§ **ASSIGNMENT**
Write out the data again exactly, skipping every picture.

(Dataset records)

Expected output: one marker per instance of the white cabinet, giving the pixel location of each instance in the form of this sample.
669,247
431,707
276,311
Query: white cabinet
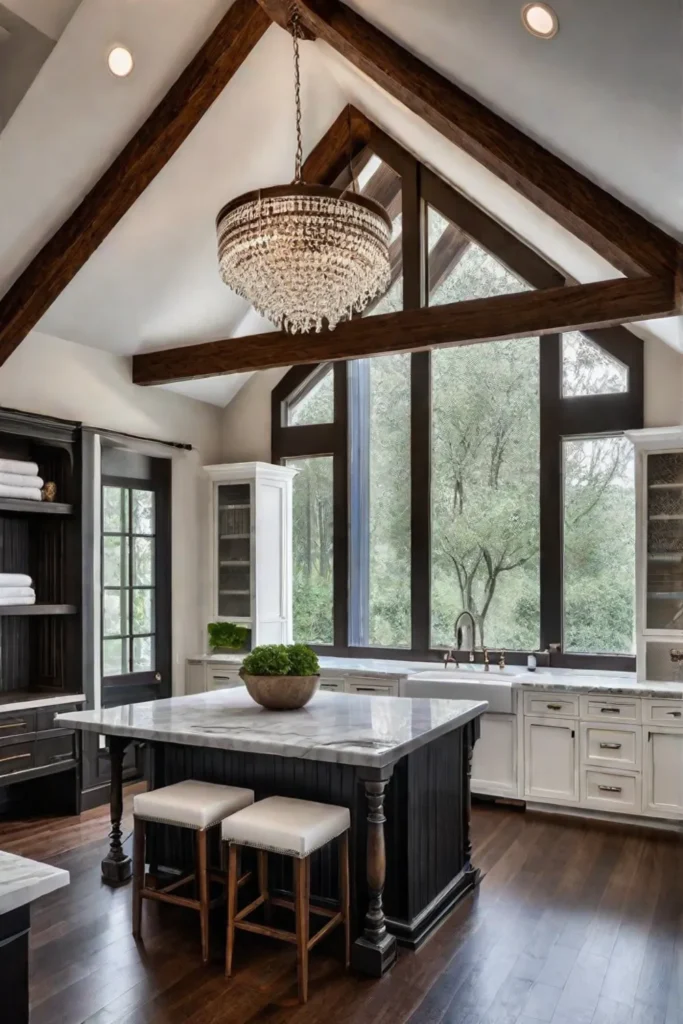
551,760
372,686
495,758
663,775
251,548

§ **WRITTEN REPLY**
Expected output: one marker per instance of the white cabinet, giving the pixel location of each instance in the form of this sample.
669,247
431,707
276,311
Query: white cabinet
551,760
372,686
495,758
663,775
251,548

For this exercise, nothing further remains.